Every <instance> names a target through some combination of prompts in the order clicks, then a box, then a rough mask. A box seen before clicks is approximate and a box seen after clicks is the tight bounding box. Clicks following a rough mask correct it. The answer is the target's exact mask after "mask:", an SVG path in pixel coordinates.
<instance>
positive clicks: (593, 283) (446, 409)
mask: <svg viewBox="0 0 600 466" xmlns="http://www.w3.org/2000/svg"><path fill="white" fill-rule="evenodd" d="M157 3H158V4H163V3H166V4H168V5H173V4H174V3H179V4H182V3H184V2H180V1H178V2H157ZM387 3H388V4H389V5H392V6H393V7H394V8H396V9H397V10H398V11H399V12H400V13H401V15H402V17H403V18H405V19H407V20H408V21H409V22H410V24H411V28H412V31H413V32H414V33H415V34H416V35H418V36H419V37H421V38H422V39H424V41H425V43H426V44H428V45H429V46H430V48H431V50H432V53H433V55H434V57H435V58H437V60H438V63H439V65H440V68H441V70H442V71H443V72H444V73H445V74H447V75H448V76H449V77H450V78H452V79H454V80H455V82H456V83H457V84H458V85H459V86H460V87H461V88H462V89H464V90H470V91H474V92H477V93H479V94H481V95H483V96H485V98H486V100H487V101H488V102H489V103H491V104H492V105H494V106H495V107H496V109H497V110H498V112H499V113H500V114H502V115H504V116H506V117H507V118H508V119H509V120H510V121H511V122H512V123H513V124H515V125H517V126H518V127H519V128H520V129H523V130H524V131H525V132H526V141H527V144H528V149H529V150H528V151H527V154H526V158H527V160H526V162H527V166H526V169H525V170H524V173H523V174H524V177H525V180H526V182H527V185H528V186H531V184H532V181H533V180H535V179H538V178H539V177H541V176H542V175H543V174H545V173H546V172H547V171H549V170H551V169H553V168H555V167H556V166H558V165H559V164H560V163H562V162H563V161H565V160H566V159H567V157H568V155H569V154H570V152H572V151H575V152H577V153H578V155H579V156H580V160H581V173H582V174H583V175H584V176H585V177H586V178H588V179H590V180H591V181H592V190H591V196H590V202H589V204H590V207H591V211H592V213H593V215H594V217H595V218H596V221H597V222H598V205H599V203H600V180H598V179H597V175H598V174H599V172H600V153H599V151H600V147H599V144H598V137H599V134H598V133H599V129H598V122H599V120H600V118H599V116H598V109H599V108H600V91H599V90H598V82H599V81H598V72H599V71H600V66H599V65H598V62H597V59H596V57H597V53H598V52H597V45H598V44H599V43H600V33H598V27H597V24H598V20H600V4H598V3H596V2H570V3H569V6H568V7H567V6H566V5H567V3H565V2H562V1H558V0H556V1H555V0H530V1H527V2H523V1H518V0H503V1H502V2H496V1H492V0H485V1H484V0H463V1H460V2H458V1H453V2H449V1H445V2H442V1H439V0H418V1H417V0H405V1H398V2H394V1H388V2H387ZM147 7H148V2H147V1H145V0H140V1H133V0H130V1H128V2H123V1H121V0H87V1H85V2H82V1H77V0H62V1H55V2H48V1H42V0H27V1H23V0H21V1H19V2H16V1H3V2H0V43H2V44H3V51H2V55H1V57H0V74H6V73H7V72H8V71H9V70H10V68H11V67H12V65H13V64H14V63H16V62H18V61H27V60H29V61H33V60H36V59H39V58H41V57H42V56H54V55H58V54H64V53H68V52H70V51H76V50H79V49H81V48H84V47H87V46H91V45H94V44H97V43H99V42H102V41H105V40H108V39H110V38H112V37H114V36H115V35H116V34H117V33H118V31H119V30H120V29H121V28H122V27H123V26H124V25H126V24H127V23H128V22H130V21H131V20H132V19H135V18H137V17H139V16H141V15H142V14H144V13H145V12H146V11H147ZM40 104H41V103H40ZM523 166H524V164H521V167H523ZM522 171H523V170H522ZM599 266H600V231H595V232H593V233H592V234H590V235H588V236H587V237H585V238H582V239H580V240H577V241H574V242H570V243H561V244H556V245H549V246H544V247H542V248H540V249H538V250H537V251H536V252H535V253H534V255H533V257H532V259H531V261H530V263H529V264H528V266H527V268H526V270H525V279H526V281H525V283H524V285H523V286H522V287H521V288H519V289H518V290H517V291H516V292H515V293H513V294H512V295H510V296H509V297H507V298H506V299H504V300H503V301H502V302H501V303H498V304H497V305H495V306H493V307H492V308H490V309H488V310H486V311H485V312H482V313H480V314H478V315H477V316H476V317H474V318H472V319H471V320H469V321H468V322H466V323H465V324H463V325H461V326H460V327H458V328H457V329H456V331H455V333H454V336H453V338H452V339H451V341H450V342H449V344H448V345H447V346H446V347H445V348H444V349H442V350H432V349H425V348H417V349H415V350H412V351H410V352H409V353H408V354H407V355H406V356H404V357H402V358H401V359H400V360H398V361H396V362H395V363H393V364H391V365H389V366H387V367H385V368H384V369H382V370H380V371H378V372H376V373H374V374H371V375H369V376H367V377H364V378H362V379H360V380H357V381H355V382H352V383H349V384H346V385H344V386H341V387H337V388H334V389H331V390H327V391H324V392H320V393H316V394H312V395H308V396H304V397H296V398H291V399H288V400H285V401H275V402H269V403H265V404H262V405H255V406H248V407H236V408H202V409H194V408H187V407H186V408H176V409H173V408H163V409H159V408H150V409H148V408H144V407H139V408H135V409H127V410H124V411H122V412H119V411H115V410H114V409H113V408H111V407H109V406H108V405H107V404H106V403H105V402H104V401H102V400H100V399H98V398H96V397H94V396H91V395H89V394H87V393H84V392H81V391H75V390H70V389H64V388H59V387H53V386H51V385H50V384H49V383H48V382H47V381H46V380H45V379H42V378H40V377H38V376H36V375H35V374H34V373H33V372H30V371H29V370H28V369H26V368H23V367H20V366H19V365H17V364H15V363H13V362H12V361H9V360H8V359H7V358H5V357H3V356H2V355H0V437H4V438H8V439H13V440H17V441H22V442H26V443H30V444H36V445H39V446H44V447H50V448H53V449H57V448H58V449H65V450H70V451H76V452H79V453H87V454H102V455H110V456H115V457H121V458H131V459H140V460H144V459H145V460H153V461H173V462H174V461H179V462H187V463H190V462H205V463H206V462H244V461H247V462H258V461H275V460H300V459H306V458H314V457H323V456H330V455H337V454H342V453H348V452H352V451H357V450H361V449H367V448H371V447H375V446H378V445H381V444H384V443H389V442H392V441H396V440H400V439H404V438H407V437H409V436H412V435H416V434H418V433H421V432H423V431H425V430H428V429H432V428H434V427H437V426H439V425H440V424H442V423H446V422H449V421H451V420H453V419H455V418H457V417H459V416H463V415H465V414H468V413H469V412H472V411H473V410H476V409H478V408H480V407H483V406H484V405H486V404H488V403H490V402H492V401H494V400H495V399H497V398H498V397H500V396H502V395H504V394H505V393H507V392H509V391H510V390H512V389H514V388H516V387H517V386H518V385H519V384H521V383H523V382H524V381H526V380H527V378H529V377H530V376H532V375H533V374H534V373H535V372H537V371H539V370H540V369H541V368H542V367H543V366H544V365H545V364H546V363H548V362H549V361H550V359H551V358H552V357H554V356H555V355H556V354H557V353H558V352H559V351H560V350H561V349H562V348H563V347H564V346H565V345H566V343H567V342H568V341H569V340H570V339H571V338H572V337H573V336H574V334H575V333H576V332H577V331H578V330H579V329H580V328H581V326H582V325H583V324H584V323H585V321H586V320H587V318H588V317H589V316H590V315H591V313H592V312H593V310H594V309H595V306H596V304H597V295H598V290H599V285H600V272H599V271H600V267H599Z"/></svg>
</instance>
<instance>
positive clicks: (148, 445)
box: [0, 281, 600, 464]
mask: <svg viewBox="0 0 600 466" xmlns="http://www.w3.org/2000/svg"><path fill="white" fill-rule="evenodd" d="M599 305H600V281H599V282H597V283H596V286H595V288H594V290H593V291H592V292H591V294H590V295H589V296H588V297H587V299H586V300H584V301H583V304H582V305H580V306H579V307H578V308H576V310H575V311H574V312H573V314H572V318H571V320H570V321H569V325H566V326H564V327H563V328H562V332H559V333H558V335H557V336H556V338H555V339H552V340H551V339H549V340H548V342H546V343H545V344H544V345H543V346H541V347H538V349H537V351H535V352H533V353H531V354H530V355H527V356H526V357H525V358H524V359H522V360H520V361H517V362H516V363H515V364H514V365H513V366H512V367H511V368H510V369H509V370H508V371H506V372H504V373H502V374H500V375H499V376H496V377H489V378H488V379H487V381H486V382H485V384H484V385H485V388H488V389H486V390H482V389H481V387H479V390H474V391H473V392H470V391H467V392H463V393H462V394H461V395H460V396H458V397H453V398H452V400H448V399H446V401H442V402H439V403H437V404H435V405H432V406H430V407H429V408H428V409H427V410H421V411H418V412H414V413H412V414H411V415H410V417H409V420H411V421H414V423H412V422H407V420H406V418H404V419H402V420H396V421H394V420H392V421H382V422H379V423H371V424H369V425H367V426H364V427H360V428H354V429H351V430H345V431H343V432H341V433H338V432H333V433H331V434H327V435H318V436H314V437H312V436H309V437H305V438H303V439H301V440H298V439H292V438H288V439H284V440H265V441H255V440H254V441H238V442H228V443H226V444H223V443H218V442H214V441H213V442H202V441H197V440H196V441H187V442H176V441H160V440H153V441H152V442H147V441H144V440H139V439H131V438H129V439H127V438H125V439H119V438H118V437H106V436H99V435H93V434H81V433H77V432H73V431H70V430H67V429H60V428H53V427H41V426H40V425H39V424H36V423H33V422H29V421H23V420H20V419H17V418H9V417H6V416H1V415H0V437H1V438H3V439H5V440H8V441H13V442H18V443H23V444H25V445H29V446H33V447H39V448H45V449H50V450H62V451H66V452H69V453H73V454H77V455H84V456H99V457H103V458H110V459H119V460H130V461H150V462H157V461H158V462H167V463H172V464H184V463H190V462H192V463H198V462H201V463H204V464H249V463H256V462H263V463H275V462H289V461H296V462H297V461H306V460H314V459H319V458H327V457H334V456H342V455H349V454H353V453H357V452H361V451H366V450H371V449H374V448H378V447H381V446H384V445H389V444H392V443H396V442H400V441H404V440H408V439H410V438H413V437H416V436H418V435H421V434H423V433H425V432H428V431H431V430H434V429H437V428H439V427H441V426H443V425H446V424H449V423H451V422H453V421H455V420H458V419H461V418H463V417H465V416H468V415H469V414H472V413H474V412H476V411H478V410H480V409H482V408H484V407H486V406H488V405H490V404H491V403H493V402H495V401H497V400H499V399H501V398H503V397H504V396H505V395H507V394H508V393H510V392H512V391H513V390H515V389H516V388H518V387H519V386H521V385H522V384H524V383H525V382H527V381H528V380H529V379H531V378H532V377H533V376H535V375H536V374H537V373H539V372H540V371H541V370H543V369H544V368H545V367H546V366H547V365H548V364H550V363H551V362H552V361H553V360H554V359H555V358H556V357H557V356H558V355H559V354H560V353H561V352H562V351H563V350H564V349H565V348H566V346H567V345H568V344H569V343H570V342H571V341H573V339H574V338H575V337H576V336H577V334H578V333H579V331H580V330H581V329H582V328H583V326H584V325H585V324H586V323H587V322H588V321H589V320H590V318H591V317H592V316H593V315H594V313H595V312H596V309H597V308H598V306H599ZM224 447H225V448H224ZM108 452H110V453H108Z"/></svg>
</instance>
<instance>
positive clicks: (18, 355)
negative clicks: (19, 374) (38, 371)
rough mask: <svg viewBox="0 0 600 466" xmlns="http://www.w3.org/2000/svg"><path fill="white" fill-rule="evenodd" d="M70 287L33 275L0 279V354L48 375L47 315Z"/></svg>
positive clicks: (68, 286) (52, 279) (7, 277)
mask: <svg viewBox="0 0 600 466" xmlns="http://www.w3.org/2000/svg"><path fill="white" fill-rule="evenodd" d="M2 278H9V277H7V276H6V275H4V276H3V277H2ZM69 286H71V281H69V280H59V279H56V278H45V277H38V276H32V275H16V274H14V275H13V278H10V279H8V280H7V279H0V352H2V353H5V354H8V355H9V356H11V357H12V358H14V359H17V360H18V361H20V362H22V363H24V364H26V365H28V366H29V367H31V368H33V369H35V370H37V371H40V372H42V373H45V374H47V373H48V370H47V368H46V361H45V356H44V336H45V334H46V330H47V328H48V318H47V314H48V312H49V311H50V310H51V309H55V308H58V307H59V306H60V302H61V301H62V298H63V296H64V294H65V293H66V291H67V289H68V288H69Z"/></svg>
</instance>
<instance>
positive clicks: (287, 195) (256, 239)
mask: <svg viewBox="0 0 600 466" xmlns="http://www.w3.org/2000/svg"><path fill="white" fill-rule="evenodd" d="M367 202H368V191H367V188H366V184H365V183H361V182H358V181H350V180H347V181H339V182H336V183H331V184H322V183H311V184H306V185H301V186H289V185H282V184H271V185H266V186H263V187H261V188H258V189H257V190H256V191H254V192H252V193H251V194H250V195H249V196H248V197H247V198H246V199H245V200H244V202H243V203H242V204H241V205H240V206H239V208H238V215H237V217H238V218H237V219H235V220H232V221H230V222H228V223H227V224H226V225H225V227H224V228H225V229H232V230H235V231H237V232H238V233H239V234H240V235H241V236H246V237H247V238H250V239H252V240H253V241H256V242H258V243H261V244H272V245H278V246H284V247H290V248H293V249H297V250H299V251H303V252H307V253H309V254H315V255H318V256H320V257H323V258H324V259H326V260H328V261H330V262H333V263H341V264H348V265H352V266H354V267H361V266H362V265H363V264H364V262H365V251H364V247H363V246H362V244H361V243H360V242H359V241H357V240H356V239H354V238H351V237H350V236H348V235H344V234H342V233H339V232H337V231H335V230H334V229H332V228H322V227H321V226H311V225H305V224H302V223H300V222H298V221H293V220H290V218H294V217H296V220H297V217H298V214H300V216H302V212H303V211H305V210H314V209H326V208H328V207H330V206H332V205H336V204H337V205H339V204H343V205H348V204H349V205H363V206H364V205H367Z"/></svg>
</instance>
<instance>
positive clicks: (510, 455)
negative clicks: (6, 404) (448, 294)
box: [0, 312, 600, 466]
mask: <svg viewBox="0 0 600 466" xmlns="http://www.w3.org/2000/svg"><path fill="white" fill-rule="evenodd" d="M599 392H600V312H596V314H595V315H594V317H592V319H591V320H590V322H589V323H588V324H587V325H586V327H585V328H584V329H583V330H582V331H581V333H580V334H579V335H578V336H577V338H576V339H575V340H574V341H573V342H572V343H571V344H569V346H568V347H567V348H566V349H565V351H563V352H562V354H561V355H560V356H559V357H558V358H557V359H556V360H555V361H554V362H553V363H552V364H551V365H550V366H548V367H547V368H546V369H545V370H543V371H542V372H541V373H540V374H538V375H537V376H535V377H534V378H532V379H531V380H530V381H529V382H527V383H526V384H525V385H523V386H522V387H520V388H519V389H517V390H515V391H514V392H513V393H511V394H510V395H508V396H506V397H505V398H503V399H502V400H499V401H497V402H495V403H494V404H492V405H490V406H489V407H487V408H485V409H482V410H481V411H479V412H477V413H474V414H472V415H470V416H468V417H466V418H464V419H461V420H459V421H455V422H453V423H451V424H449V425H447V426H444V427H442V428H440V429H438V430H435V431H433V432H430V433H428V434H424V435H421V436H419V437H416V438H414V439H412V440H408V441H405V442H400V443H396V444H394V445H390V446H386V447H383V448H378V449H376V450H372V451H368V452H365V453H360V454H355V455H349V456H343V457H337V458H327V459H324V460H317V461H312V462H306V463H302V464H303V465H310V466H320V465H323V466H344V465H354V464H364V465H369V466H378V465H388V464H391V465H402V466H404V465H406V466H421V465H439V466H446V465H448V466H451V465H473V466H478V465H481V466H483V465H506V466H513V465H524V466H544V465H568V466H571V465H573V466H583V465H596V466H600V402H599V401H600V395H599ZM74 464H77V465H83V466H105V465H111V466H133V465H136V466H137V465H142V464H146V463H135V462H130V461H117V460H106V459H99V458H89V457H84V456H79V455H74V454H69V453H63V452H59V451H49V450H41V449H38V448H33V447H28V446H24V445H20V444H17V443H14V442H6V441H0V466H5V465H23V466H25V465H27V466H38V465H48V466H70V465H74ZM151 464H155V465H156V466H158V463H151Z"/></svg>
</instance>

**What to do**
All lines above that include the word "negative" must be copied into the answer.

**Final answer**
negative clicks: (19, 374) (38, 371)
negative clicks: (6, 404) (448, 294)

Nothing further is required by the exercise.